* _Enunciados_
(1) Segundo a crônica sobre os Pontos de Cultura em Santa Catarina, quantos Pontos existem atualmente no estado?
(2) Prossiga com a crônica sobre os Pontos de Cultura em Santa Catarina, começando logo depois da última frase.

━━ Texto fornecido ━━

PONTOS DE CULTURA EM SANTA CATARINA

Crônica publicada no Jornal A Notícia de Joinville. caderno ANEXO pag.03 em 08 de abril de 2010.

Olá, leitor. Depois do contato emocionado que tive com diversos Pontos de Cultura espalhados pelo país e vi de perto a teia por onde um grande cordão de cultura viva se estende, volto aqui para falar um pouco mais do programa Cultura Viva do Governo Federal. Fiz uma pesquisa para saber um pouco como isso acontece em Santa Catarina.

Atualmente são em torno de 60 Pontos divididos entre Xanxerê, Vargeão, Passos Maia, Jaguaruna, Fraiburgo, Seara, Campo Erê, Formosa do Sul, Palmitos, Laguna, Joinville, Maravilha, Araquari, Sombrio, Rio do Sul, Penha, Barra Velha, Pinhalzinho, Joaçaba, Canoinhas, Tubarão, Lages, São Francisco do Sul e Florianópolis. Há disponível na internet uma relação dos Pontos conveniados: “Multiplicando Talentos” em Criciúma, “Música no Planalto” em Curitibanos, “Fotografia para Todos” em Blumenau, “Dança Folclórica Alemã” em São Bonifácio, “Formas Animadas” em Itajaí, “Guerreiros do Amanhã” em Braços do Trombudo, “Cultura Solidária” em Fraiburgo, “Consciência Negra” do Vale do Itapocu e muitos outros. Associações de apoio à Criança e ao Adolescente, de apoio aos Idosos, Teatro, Arte Carijó. Isso estabelecido e já em andamento.

E cada um de nós sabe que há muita demanda nesse país tão rico. Parodiando a fala do secretário da Cultura eu diria: vamos desesconder o sul? Tem muita coisa boa por aqui que necessita ampliar-se e cruzar fronteiras. O Brasil não é só São Paulo e Rio de Janeiro. A capital de Santa Catarina não é Curitiba. Há isso e muito mais e certamente muita coisa acontecendo que ainda não foi listada. Isso dá uma dimensão da demanda existente no estado e no país.

━━━
━━ Conteúdo da listagem ━━

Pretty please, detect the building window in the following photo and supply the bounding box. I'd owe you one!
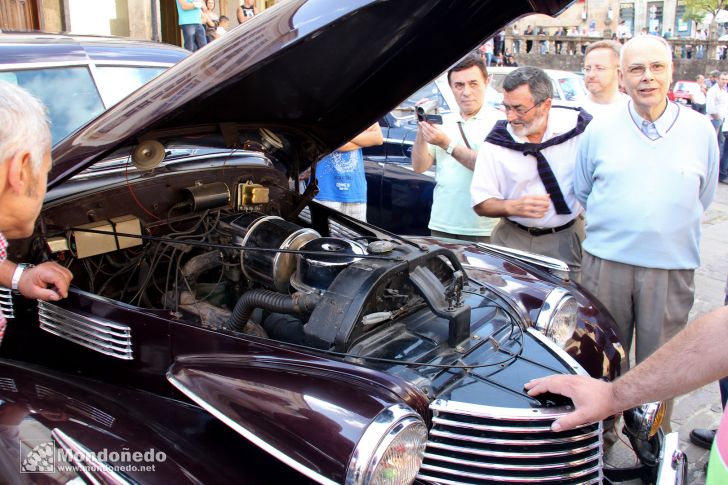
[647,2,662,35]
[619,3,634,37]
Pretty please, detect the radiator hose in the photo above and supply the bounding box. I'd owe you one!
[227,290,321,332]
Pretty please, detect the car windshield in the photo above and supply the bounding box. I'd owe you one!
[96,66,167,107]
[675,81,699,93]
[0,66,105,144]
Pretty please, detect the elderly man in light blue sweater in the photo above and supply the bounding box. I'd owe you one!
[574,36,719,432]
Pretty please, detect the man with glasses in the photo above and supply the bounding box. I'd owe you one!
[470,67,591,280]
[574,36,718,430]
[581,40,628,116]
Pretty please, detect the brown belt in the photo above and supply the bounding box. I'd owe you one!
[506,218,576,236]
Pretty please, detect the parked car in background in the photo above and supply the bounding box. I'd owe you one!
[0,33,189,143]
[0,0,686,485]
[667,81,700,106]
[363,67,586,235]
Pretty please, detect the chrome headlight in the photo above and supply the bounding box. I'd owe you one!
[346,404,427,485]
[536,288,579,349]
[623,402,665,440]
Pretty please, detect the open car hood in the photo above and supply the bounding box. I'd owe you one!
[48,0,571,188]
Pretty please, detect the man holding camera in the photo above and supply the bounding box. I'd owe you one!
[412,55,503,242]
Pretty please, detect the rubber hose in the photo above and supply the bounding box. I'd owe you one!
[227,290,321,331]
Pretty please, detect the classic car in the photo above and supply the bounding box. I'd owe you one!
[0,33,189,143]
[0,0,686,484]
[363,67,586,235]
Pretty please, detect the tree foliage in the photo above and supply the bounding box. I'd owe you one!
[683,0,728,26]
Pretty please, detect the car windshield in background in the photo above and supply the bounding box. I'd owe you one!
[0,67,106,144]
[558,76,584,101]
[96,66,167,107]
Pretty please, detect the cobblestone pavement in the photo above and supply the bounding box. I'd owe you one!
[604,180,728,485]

━━━

* _Respostas_
(1) Atualmente são em torno de 60 Pontos.

(2)
O ministro Juca Ferreira esteve em Florianópolis e na ocasião conversou com artistas e produtores no sentido de discutir políticas públicas para o setor e também as demandas existentes. Um círculo de fortalecimento cultural no Brasil. Temos talentos no país – como os do mundo animação, citados pelo Ministro. Talentos que inclusive exportamos para outras partes do mundo. Alegria de viver, inteligência corporal, capacidade de lidar com a diversidade – características que interessam ao mundo todo. A alegria e a força do nosso fazer potencializa nossas ações e temos de tirar proveito disso ao invés de copiar cartilhas e manuais americanos e europeus. Eles mesmos querem aprender conosco. Descobrir de onde extraímos “nosso jeito”. Mas é preciso pensar nesse sistema como algo mais complexo. A institucionalização da cultura com infra-estrutura dada pelo Estado para garantir a continuidade das atividades que se vêm implementando. Sempre lembrando que a coisa deve ocorrer sem paternalismo.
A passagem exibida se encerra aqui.